## AUSGANGSTEXT
┄┄┄┄┄┄┄┄┄┄

Die vorliegende Unterrichtseinheit basiert in erster Linie auf der Erforschung extraterritorialer, deutschbasierter Varietäten (sog. Sprachinselvarietäten). Die Untersuchung von Sprachinselvarietäten verbindet Elemente aus der Dialektologie (z.B. die Beschreibung von sprachlichen dialektalen Strukturen) mit der Forschung zu Sprachwandel und Sprachkontakt: Bewohnerinnen und Bewohner von „Sprachinseln“ stehen üblicherweise in engem Kontakt mit einer anderen, nicht-deutschen Sprache, die sie umgibt. Die Sprecherinnen und Sprecher von Sprachinseln sind zudem meist mindestens zweisprachig aufgewachsen, zum Beispiel können sie in der Schule die Sprache der Umgebung lernen, während zuhause eine andere Sprache – ihr Dialekt – gesprochen wird. Häufig ist eine der beiden Sprachen dominanter, was dazu führt, dass der Dialekt immer weniger von den Bewohnerinnen und Bewohner der Sprachinsel (und deren Kindern, die später wiederum Kinder bekommen) gesprochen wird. In diesem Fall spricht man von Abbautendenzen oder sogar von Sprachtod, wenn keine Sprecherinnen und Sprecher mit der (ehemaligen) Sprachinselmundart mehr vorhanden sind. Auch die Spracheinstellung zur eigenen Sprachsituation trägt dazu bei, ob ein Sprachinseldialekt überlebt, sich verändert oder verlorengeht.   Zusammenfassend beschränkt sich also die Analyse und Beschreibung von Dialekten (Dialektologie) nicht nur auf die synchrone Beschreibung sprachlicher Strukturen (Teilgebiet: Dialektgrammatik), die Kartierung von Dialekten (Teilgebiet: Dialektgeografie) und das Erstellen von Dialektwörterbüchern (Teilgebiet: Dialektlexikografie), sondern umfasst auch die Beschäftigung mit sprachdynamischen Prozessen sowie den Einstellungen der Sprachgemeinschaft zu ihren Dialekten. Basierend auf empirisch erhobenen Daten können vergleichende Studien durchgeführt werden.

Fachwissenschaftliche Grundlagen zum Unterrichtskonzept

Historischer Hintergrund: Herkunft und Migration(en)

Die in dieser Unterrichtseinheit besprochenen sprachlichen Varietäten sind eng mit der religiösen Gruppierung der Täufer[1] verflochten. Der Ursprung der Täuferbewegung liegt im 16. Jahrhundert und ist technologisch durch die Etablierung der Druckerpresse und sozial durch einen Vertrauensverlust in traditionelle Institutionen wie die katholische Kirche geprägt (Hostetler 1980: 26; Nolt 2015: 6). In der Schweiz bemühten sich die ersten Anabaptisten (u.a. mit, Conrad Grebel und Felix Manz), zusammen mit Ulrich Zwingli, um die Zürcher Reformation (Hostetler 1980: 26), bis sie sich aufgrund von Meinungsverschiedenheiten bezüglich der Kindstaufe 1524 von Zwingli abwandten (Gratz 1953: 5–6; Weaver 1994: 27).

┄┄┄┄┄┄┄┄┄┄

## ZU BEARBEITEN
1. In welchem Jahrhundert liegt laut dem Ausgangstext der Ursprung der Täuferbewegung?
2. Kopieren Sie aus dem Ausgangstext wortgetreu die Stelle zwischen „Fachwissenschaftliche Grundlagen zum“ und „Weaver 1994: 27).“, beide eingeschlossen.

Datensätze beschrifteter Punkte
┄┄┄┄┄┄┄┄┄┄

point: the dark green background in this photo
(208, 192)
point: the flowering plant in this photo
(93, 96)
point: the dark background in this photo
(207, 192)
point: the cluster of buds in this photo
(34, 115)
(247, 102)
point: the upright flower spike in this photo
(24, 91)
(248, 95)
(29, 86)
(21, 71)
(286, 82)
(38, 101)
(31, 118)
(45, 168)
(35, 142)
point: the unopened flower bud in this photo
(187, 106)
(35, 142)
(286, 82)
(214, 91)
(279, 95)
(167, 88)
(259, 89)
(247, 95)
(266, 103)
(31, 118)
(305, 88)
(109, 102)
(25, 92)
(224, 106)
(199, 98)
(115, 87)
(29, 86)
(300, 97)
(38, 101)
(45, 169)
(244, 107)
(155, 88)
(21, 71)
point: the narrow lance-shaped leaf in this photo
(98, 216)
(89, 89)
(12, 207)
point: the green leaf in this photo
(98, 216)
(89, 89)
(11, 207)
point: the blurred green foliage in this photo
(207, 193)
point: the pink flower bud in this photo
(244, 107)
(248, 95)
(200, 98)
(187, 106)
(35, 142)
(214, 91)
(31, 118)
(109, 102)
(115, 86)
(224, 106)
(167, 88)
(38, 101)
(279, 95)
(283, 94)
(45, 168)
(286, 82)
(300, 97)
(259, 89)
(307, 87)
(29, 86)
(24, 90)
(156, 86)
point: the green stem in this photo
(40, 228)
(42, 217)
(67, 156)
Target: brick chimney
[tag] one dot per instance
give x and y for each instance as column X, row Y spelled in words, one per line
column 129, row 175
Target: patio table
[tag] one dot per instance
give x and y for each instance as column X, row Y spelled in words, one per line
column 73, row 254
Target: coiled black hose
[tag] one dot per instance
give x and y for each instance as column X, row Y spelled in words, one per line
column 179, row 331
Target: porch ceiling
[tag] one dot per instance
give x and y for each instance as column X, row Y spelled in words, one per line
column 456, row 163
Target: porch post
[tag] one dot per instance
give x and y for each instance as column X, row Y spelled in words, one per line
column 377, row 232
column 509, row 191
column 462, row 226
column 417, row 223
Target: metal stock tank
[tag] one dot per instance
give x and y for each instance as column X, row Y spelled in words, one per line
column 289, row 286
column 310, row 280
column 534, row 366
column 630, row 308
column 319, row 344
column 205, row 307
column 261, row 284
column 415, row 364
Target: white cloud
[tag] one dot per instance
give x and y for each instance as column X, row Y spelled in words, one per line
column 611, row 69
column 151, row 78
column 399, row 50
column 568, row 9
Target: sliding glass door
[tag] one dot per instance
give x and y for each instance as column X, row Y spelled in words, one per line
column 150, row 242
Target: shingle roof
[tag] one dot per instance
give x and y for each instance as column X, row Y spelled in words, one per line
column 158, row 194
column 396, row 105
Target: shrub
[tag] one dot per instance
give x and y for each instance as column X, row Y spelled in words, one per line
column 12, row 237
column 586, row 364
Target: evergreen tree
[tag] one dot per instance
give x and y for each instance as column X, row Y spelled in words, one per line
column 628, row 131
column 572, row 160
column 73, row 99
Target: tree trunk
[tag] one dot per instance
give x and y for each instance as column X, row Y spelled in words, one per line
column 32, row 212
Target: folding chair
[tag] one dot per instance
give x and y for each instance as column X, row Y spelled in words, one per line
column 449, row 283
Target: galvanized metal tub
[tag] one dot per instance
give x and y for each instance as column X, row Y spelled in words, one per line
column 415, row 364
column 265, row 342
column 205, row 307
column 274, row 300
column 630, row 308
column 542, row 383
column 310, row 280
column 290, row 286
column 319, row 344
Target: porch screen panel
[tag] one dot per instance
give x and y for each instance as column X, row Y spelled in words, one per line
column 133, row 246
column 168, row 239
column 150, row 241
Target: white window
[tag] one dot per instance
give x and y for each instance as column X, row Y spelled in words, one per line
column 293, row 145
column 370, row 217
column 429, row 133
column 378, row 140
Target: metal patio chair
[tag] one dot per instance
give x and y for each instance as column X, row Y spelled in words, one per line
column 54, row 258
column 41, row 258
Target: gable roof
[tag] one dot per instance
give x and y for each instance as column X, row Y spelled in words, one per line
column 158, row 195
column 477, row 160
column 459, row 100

┄┄┄┄┄┄┄┄┄┄

## LÖSUNGEN
1. Im 16. Jahrhundert.

2.
Fachwissenschaftliche Grundlagen zum Unterrichtskonzept

Historischer Hintergrund: Herkunft und Migration(en)

Die in dieser Unterrichtseinheit besprochenen sprachlichen Varietäten sind eng mit der religiösen Gruppierung der Täufer[1] verflochten. Der Ursprung der Täuferbewegung liegt im 16. Jahrhundert und ist technologisch durch die Etablierung der Druckerpresse und sozial durch einen Vertrauensverlust in traditionelle Institutionen wie die katholische Kirche geprägt (Hostetler 1980: 26; Nolt 2015: 6). In der Schweiz bemühten sich die ersten Anabaptisten (u.a. mit, Conrad Grebel und Felix Manz), zusammen mit Ulrich Zwingli, um die Zürcher Reformation (Hostetler 1980: 26), bis sie sich aufgrund von Meinungsverschiedenheiten bezüglich der Kindstaufe 1524 von Zwingli abwandten (Gratz 1953: 5–6; Weaver 1994: 27).